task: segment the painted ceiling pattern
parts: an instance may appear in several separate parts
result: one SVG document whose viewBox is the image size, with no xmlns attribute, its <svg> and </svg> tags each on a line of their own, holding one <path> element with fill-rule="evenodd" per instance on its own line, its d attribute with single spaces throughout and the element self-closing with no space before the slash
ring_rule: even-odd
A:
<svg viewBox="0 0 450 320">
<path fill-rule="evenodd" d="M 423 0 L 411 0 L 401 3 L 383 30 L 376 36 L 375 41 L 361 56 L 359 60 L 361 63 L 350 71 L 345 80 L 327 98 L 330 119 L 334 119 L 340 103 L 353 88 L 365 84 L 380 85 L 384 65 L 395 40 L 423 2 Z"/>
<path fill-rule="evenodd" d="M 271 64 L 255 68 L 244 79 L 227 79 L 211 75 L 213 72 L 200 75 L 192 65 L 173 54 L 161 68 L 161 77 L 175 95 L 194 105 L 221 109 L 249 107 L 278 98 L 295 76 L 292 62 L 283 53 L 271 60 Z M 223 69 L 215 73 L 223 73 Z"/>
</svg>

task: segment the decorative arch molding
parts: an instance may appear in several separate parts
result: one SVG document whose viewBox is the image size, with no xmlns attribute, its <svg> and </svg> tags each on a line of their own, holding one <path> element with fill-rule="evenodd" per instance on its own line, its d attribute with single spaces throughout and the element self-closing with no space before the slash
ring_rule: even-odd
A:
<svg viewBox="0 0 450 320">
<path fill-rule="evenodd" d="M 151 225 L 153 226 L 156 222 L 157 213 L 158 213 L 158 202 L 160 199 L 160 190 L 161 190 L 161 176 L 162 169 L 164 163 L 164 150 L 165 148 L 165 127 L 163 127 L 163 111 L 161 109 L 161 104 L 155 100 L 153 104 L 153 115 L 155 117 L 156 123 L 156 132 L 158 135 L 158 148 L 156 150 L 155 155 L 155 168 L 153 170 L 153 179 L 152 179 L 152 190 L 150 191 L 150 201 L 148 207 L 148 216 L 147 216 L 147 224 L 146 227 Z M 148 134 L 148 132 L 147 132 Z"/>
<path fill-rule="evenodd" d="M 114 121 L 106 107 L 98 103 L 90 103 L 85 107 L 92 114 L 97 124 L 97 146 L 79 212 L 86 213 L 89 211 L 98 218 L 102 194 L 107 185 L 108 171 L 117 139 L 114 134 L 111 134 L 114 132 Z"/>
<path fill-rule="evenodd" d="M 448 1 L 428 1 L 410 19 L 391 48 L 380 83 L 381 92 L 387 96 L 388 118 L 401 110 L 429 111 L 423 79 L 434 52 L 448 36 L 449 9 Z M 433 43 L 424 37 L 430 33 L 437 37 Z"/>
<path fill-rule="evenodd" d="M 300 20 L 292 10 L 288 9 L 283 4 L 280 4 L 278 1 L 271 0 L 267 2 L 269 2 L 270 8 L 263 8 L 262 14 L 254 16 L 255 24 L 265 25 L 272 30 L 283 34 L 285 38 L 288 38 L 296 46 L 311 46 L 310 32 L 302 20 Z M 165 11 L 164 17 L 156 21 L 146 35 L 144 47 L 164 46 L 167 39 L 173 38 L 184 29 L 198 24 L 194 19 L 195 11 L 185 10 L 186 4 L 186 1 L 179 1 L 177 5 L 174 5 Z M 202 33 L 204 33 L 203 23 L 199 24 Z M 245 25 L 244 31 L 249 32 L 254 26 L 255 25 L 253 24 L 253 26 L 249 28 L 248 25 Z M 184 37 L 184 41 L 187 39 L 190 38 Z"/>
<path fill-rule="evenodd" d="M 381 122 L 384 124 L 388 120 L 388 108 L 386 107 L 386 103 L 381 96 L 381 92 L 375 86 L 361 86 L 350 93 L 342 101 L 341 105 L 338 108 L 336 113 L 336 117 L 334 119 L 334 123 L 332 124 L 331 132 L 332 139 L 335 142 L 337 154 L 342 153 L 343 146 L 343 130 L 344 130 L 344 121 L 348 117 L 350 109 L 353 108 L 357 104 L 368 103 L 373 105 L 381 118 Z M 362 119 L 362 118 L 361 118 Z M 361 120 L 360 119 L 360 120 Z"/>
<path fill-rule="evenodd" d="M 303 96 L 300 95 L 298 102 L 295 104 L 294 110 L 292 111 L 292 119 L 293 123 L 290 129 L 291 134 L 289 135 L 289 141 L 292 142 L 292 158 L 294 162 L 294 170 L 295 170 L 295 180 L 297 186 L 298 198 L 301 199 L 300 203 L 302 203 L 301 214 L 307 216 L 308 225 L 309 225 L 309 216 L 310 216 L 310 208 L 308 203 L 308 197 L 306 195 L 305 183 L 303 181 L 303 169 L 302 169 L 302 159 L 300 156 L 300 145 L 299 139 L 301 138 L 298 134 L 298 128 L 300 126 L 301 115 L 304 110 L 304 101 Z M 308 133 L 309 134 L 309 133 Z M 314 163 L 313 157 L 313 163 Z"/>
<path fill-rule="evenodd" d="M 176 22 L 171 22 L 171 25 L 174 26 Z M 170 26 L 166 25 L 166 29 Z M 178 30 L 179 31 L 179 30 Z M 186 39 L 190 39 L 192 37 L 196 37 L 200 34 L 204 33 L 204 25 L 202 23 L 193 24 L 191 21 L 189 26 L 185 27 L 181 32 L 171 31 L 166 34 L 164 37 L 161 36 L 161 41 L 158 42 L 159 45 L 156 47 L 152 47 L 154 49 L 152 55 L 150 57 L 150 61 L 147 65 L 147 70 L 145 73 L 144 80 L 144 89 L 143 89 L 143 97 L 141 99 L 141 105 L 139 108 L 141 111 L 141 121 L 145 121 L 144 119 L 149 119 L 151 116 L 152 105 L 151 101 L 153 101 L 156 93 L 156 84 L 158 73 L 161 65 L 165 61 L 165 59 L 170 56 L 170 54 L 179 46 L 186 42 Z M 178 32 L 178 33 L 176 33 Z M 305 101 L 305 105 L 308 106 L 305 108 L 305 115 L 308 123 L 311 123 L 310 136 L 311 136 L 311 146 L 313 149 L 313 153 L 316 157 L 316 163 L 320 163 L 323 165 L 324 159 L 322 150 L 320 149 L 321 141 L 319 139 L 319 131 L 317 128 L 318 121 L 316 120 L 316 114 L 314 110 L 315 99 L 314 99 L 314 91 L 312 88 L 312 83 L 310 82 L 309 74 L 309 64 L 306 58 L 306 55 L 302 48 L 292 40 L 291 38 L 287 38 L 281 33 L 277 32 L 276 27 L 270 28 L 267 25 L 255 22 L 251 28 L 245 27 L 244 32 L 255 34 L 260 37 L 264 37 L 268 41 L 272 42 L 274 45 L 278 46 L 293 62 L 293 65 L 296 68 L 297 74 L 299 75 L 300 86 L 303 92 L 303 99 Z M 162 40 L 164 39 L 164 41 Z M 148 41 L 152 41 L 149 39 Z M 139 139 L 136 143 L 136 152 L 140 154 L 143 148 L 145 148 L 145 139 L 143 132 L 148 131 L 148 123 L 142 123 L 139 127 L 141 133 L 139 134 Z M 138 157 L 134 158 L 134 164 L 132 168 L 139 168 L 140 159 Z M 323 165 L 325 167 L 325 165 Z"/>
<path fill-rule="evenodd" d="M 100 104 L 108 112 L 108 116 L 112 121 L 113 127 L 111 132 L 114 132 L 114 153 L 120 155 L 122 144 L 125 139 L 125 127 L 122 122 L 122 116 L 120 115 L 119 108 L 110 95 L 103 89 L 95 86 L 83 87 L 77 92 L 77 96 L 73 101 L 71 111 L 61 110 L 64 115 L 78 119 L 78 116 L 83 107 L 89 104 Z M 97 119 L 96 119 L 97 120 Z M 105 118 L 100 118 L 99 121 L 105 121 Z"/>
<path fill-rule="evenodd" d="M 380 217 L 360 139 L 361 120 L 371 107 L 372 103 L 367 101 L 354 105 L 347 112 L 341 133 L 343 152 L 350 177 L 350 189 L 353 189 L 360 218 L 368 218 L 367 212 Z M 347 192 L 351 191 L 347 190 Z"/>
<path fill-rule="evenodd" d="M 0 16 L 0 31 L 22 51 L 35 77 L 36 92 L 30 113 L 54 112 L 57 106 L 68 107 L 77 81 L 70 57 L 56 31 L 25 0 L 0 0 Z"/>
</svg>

...

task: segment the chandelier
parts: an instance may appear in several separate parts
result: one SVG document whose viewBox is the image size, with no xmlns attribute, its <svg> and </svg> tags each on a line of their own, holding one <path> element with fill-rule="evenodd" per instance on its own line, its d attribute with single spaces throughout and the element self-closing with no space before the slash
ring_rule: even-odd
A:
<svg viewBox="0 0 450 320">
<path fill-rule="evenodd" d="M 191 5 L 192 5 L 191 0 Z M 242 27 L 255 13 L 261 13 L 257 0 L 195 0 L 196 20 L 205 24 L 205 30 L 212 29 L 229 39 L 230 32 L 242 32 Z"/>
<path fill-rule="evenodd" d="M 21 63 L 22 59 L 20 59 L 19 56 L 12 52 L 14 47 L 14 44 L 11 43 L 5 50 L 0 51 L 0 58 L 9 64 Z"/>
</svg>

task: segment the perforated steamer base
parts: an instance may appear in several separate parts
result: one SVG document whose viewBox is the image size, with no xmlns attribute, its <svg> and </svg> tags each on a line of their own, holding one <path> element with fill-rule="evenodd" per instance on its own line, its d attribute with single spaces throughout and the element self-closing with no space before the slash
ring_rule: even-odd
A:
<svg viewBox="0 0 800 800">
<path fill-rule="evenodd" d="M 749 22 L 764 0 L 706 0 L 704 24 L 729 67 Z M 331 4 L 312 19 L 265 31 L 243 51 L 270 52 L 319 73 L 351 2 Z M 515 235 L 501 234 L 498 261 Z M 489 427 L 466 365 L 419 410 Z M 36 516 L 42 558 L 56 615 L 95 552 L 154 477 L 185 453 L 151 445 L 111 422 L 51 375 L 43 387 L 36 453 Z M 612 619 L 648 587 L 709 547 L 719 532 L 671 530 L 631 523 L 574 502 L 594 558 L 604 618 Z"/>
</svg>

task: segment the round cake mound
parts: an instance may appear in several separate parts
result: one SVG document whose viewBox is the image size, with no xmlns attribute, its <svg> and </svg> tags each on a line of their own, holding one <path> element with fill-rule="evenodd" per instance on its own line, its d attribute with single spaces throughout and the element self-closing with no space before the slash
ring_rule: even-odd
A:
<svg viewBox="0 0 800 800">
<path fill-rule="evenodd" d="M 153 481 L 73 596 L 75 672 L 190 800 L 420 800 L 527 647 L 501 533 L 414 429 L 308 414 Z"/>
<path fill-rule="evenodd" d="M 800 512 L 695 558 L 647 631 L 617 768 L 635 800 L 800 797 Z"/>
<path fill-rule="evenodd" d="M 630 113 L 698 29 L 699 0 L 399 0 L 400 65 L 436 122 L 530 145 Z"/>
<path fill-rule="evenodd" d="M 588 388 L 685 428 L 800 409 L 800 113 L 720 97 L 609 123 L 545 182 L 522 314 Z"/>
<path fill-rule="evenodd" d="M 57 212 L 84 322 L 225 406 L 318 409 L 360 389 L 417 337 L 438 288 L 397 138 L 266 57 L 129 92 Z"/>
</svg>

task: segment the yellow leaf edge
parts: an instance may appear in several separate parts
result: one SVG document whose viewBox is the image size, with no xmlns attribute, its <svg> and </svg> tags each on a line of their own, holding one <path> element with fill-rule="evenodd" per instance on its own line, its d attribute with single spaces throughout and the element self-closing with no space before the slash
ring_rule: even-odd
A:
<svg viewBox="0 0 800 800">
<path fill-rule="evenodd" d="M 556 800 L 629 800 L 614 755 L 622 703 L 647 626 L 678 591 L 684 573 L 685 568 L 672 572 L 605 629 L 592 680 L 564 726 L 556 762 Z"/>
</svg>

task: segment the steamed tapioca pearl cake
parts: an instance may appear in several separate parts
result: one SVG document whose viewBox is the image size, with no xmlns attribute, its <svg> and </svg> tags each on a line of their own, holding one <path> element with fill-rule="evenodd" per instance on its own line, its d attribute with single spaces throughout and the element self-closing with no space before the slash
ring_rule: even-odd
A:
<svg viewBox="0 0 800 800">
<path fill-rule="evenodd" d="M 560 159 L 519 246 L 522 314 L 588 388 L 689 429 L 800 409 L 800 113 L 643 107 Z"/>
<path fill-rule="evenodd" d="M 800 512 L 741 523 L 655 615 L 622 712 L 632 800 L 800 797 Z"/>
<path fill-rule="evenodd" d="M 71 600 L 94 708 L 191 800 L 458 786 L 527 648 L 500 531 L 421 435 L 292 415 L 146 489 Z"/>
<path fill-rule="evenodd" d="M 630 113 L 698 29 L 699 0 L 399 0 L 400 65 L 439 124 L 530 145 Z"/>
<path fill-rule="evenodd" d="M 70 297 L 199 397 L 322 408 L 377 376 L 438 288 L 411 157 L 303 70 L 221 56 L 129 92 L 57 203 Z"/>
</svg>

--

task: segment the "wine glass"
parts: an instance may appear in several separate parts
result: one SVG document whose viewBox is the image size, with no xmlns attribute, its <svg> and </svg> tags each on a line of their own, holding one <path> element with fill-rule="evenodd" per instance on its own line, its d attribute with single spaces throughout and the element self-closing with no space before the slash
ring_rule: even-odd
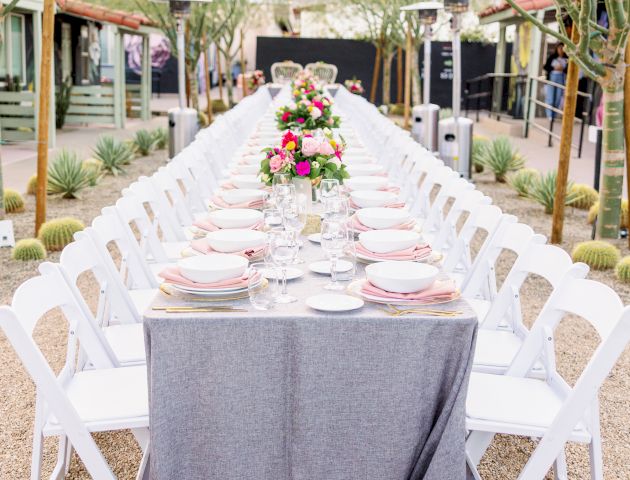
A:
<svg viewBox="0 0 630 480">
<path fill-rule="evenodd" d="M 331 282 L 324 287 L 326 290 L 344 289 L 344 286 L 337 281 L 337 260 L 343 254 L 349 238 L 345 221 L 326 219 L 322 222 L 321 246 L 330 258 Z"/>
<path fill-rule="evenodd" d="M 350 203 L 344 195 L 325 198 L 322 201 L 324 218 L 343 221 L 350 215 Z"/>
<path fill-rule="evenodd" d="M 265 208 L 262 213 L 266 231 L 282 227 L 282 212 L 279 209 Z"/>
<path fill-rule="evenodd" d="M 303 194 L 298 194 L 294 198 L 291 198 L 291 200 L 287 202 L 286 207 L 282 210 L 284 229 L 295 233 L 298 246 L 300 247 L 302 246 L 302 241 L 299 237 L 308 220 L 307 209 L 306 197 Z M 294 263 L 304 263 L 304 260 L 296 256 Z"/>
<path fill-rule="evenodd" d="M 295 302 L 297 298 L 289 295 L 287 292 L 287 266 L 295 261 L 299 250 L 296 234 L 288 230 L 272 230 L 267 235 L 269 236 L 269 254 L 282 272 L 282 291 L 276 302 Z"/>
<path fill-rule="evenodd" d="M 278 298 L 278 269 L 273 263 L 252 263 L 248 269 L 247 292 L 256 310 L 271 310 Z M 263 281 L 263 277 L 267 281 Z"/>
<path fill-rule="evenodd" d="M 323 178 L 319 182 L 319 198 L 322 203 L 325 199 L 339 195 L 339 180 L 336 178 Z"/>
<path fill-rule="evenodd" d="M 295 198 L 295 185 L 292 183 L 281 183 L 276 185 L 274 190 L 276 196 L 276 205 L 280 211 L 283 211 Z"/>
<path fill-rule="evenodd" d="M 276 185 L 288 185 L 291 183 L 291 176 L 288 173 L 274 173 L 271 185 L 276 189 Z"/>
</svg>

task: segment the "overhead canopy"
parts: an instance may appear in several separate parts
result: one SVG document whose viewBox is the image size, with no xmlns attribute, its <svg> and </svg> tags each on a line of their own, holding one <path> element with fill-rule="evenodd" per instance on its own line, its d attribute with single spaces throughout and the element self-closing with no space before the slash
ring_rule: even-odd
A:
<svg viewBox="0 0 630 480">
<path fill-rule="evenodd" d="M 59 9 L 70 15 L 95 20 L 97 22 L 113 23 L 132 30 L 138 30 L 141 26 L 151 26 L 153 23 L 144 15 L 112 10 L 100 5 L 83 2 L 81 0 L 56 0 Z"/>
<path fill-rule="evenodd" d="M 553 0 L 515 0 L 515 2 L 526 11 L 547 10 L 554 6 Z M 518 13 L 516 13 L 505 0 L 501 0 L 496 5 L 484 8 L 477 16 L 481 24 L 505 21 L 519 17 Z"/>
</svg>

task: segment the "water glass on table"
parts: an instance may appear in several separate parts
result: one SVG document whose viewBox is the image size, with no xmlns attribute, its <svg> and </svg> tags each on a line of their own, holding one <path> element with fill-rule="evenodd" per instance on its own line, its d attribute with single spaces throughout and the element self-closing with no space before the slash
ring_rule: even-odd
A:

* _ASSIGNMENT_: Copy whichever lines in the listing above contain the word "glass".

* _EXERCISE OUTPUT_:
task: segment the "wine glass"
task: segment the "water glass on table"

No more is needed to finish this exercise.